** BEGIN Extract to read **

A salmon restoration project involving the Ditidaht First Nation has received international recognition from the United Nations.
In recent years work has continued to repair salmon habitat in a part of Ditidaht territory that falls within the Pacific Rim National Park Reserve. Recognized as part of a Parks Canada initiative, this work in the Cheewaht watershed has been selected for the UN World Restoration Flagship award.
Restoration of the Cheewaht (čaaxwiyt) tributaries for sockeye (miʕaat) salmon was chosen in Parks Canada’s Respectful Return Salmon Restoration Project, part of a country-wide initiative to rehabilitate salmon populations in collaboration with Indigenous communities across Canada. The UN Flagship award recognizes the large-scale efforts at the Cheewaht Lake that contributed to biodiversity recovery, climate resilience and sustainable food systems.
“So, the last two years, the sockeye salmon runs coming back to the streams at Cheewaht have been notably strong. That is a continuing positive note,” said Sarah Tyne, a resource officer at Parks Canada.
Parks Canada reported a significant increase in the juvenile fish population. Their data, gathered through monitoring, show a 35 per cent rise in coho fry and a doubling of cutthroat trout fry population in the restored streams. Staff from Parks Canada noted an increase in bear activity on trails since the project began, a sign of its success.
“Even though the restoration project is complete . . . [Parks Canada continues] to work with the Ditidaht First Nation to monitor the fish population, the water quality, and the habitat conditions to support this as a long-term recovery,” said Tyne.
Not everything was smooth in the fall of 2024, at peak season for the sockeye salmon return, when access to the lake was impossible due to washed-out roads.
However, the collaboration between Parks Canada and Ditidaht First Nation was key to overcoming this challenge, as they relied on boats to regain access to Cheewaht Lake and continue the restoration process.

** END Extract to read **

**Tasks to carry out**
1. Answer from the article on salmon restoration:
(a) Which award was the work in the Cheewaht watershed selected for?
(b) By what percentage did coho fry increase in the restored streams?
(c) What made access to the lake impossible in the fall of 2024?
2. Name every kind of fish mentioned in the article on salmon restoration.
3. Write the next part of the article on salmon restoration, starting after its final sentence.
The material that comes next is separate from the article on salmon restoration.

** BEGIN Rows **

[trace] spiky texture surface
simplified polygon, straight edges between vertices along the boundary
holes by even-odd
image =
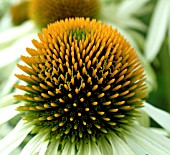
[[[96,18],[99,10],[99,0],[31,0],[29,14],[41,28],[68,17]]]
[[[131,124],[146,96],[137,55],[116,29],[76,18],[50,24],[21,56],[27,65],[16,75],[26,85],[18,108],[34,124],[61,141],[95,140]]]
[[[29,8],[28,0],[21,1],[20,3],[11,6],[10,12],[12,22],[14,25],[20,25],[29,19],[28,8]]]

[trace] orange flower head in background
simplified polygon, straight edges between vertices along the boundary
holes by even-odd
[[[97,18],[100,12],[99,0],[31,0],[30,18],[38,27],[68,17]]]

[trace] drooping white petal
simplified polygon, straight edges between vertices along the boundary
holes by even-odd
[[[112,155],[112,148],[110,143],[108,142],[108,140],[106,140],[106,138],[101,138],[99,140],[99,145],[101,148],[101,152],[102,154],[107,154],[107,155]]]
[[[117,15],[119,16],[129,16],[132,15],[133,13],[137,12],[140,10],[149,0],[141,0],[141,1],[136,1],[136,0],[124,0],[122,3],[120,3],[118,7],[118,13]]]
[[[139,110],[140,117],[136,118],[136,120],[139,122],[140,125],[144,126],[144,127],[150,127],[150,118],[148,116],[148,114],[143,111],[143,110]]]
[[[169,9],[170,14],[170,9]],[[169,16],[169,23],[168,23],[168,49],[169,49],[169,56],[170,56],[170,16]]]
[[[35,32],[35,26],[32,21],[27,21],[20,26],[11,27],[5,31],[0,32],[0,49],[11,45],[21,37]],[[13,52],[15,53],[15,52]]]
[[[135,155],[133,150],[115,133],[108,136],[108,140],[112,146],[112,155]]]
[[[17,114],[19,114],[16,108],[21,105],[23,105],[23,103],[13,104],[13,105],[0,108],[0,118],[1,118],[0,125],[3,124],[4,122],[7,122]]]
[[[17,148],[32,128],[31,123],[20,120],[16,127],[6,137],[0,140],[0,154],[8,155]]]
[[[91,154],[94,154],[94,155],[102,155],[100,149],[99,149],[99,146],[93,142],[93,141],[90,141],[90,151],[89,151],[89,154],[88,155],[91,155]]]
[[[124,138],[137,155],[168,155],[170,150],[170,139],[141,126],[129,127]]]
[[[170,114],[145,102],[142,108],[155,122],[170,133]]]
[[[12,129],[13,128],[8,123],[0,125],[0,139],[5,137]]]
[[[101,155],[97,144],[90,140],[82,140],[77,155]]]
[[[77,155],[89,155],[89,149],[88,143],[81,141]]]
[[[45,155],[61,155],[61,152],[58,151],[59,147],[59,141],[53,141],[51,144],[48,146],[47,151],[45,152]]]
[[[74,143],[70,143],[69,141],[65,144],[61,155],[75,155],[75,144]]]
[[[160,135],[163,135],[165,137],[170,136],[170,134],[168,134],[168,132],[165,129],[162,128],[156,128],[156,127],[150,127],[150,129]]]
[[[152,62],[160,50],[168,26],[170,1],[157,1],[146,39],[145,56]]]
[[[23,148],[20,155],[33,155],[39,153],[46,134],[40,133],[34,136]]]

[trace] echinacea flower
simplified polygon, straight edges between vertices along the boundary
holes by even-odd
[[[73,0],[71,1],[33,0],[33,1],[30,1],[30,3],[32,4],[30,4],[29,12],[30,12],[30,16],[32,20],[30,19],[29,22],[27,23],[29,23],[30,25],[32,24],[32,27],[34,28],[34,30],[31,28],[31,31],[30,31],[30,29],[27,28],[29,24],[24,23],[14,28],[11,27],[10,30],[6,30],[5,32],[0,32],[0,50],[1,50],[1,53],[3,53],[1,54],[0,58],[2,60],[5,60],[6,57],[10,54],[10,55],[13,55],[10,57],[12,61],[13,60],[18,61],[19,59],[18,54],[20,55],[19,51],[22,51],[18,48],[20,47],[26,48],[25,40],[27,38],[27,35],[28,34],[30,35],[30,33],[35,33],[35,31],[39,32],[39,30],[36,29],[37,27],[35,26],[37,25],[39,27],[42,27],[44,20],[48,20],[46,21],[46,24],[45,24],[47,25],[47,23],[49,22],[53,22],[61,18],[66,18],[68,16],[71,16],[71,17],[77,17],[77,16],[83,17],[84,16],[84,17],[90,17],[90,18],[97,18],[97,19],[101,19],[103,22],[110,24],[114,28],[116,25],[118,30],[130,42],[130,44],[136,49],[136,51],[138,52],[137,54],[140,57],[141,62],[145,68],[145,72],[147,75],[146,83],[148,85],[148,90],[152,90],[153,88],[156,87],[156,78],[155,78],[154,72],[150,64],[142,57],[142,54],[139,52],[140,49],[138,47],[138,43],[141,47],[141,45],[143,45],[143,38],[141,37],[140,33],[137,33],[136,31],[134,31],[134,29],[138,29],[139,31],[146,29],[146,25],[140,22],[140,20],[138,20],[135,17],[135,14],[139,14],[139,12],[141,13],[142,10],[146,10],[145,6],[146,6],[147,1],[148,0],[144,0],[144,1],[141,1],[140,3],[138,3],[136,0],[131,0],[130,3],[126,1],[119,1],[117,3],[114,3],[114,1],[112,2],[110,1],[110,3],[108,3],[107,0],[81,0],[81,1],[80,0],[79,1],[77,0],[74,0],[74,1]],[[52,5],[50,5],[51,3]],[[58,4],[57,8],[58,7],[60,8],[60,9],[57,9],[57,11],[53,11],[53,9],[55,8],[55,4]],[[74,9],[75,7],[76,9]],[[40,11],[41,9],[43,11]],[[146,12],[148,11],[144,11],[144,13]],[[141,14],[143,15],[144,13],[141,13]],[[57,16],[59,18],[56,18],[55,20],[52,21],[51,17],[54,17],[54,16],[55,17]],[[34,25],[33,21],[36,23],[36,25]],[[7,26],[5,25],[3,27],[7,27]],[[20,31],[19,29],[22,29],[24,31]],[[12,33],[11,31],[14,31],[15,34]],[[134,34],[134,35],[131,35],[131,34]],[[15,53],[11,51],[18,51],[18,52]],[[14,69],[12,67],[12,69],[8,69],[8,71],[4,72],[5,70],[4,66],[6,64],[8,65],[11,62],[11,60],[8,59],[6,61],[1,61],[1,62],[2,63],[0,64],[0,70],[2,70],[3,72],[2,74],[4,74],[5,77],[8,77],[10,72],[13,72]],[[2,81],[6,81],[6,79],[3,78]],[[1,92],[0,92],[0,96],[1,96]]]
[[[20,3],[11,6],[10,12],[14,25],[20,25],[29,19],[28,6],[28,0],[21,1]]]
[[[99,0],[31,0],[29,14],[38,27],[46,27],[68,17],[96,18],[99,10]]]
[[[24,93],[15,95],[17,101],[13,94],[1,99],[0,114],[9,112],[1,124],[22,118],[0,140],[0,154],[31,133],[21,155],[168,155],[170,140],[136,122],[147,95],[145,74],[116,29],[71,18],[38,36],[29,56],[21,56],[26,65],[18,64],[24,73],[16,76],[24,84],[15,87]]]

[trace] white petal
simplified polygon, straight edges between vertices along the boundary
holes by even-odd
[[[18,104],[9,105],[9,106],[0,108],[0,118],[1,118],[0,125],[3,124],[4,122],[7,122],[8,120],[13,118],[17,114],[19,114],[16,108],[21,105],[23,105],[23,103],[18,103]]]
[[[170,9],[169,9],[169,12],[170,12]],[[170,16],[169,16],[169,23],[168,23],[168,47],[169,47],[169,55],[170,55]]]
[[[155,122],[170,133],[170,114],[145,102],[142,108]]]
[[[170,10],[169,0],[157,1],[151,19],[148,36],[146,39],[145,56],[148,61],[153,61],[160,50],[168,26]]]
[[[140,10],[149,0],[124,0],[120,3],[118,9],[119,16],[128,16]]]
[[[59,147],[58,141],[51,142],[51,144],[47,148],[45,155],[52,155],[52,154],[61,155],[60,151],[58,151],[58,147]]]
[[[168,137],[168,132],[162,128],[155,128],[155,127],[150,127],[150,129],[160,135],[163,135],[165,137]]]
[[[139,112],[141,113],[140,117],[136,118],[139,124],[144,127],[150,127],[150,118],[148,114],[143,110],[139,110]]]
[[[0,32],[0,49],[9,46],[30,32],[35,32],[35,26],[32,21],[25,22],[20,26],[11,27],[5,31]]]
[[[77,155],[90,155],[90,153],[91,153],[91,144],[89,143],[89,141],[88,140],[81,141]]]
[[[74,143],[70,143],[69,141],[65,144],[61,155],[75,155],[75,144]]]
[[[5,137],[12,129],[13,128],[8,123],[0,125],[0,139]]]
[[[112,145],[113,155],[135,155],[133,150],[116,134],[112,133],[108,136],[108,140]]]
[[[6,137],[0,140],[0,154],[8,155],[17,148],[32,128],[30,123],[20,120],[17,126]]]
[[[34,136],[23,148],[20,155],[33,155],[39,153],[46,134],[40,133]]]
[[[11,71],[9,75],[9,79],[4,83],[2,91],[0,91],[0,98],[9,94],[11,90],[14,88],[14,84],[17,83],[18,78],[15,76],[15,74],[22,74],[22,71],[16,66],[14,70]],[[17,89],[18,91],[19,89]]]
[[[30,33],[16,41],[13,45],[1,50],[0,68],[15,63],[21,54],[26,53],[26,47],[33,47],[31,40],[35,37],[37,37],[35,33]]]
[[[113,155],[111,145],[108,142],[108,140],[106,140],[106,138],[101,138],[99,140],[99,145],[100,145],[102,154]]]
[[[90,151],[89,151],[89,154],[88,155],[102,155],[102,152],[99,150],[99,146],[93,142],[93,141],[90,141]]]
[[[125,139],[136,154],[168,155],[170,139],[141,126],[130,127],[129,130],[125,131]]]

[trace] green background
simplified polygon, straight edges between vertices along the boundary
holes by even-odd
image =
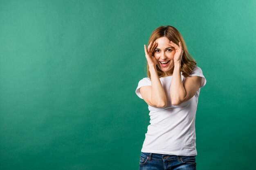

** END Rows **

**Results for the exercise**
1.
(a) The UN World Restoration Flagship award.
(b) 35 per cent.
(c) Washed-out roads.

2. Sockeye salmon, coho, and cutthroat trout.

3.
“Ultimately, the success of this project is about the collaboration with the Ditidaht Nation and other partners and the relationships as we continue to work together towards the future and maintain the salmon in the Cheewaht watershed.”
For thousands of years salmon have been a key food source and held an essential cultural foundation for coastal villages at Clo-oose, Wyah, and Cheewaht. The five-kilometre river once supported sockeye, choho, chinook, chum, steelhead and cuttthroat trout. The Cheewaht watershed is also home to several sacred Ditidaht sites and some of the largest remaining cedar trees in the region, ranking the area as an important cultural and ecological location.
Communities along the river once built fish weirs to harvest sockeye, thereby building unity and reinforcing family bonds by helping one another.
The restoration process is aimed to address ecological damage inflicted on the ecosystem decades ago. Logging activity intensified in the Cheewaht watershed in the 1970s, which concerned the Ditihat First Nation and environmental groups due to the increased buildup of debris in streams used by salmon. Even after Cheewaht Lake was protected when the Pacific Rim National Park Reserve was established, timber harvesting continued to have long-term impacts on Cheewaht Lake and the surrounding watershed.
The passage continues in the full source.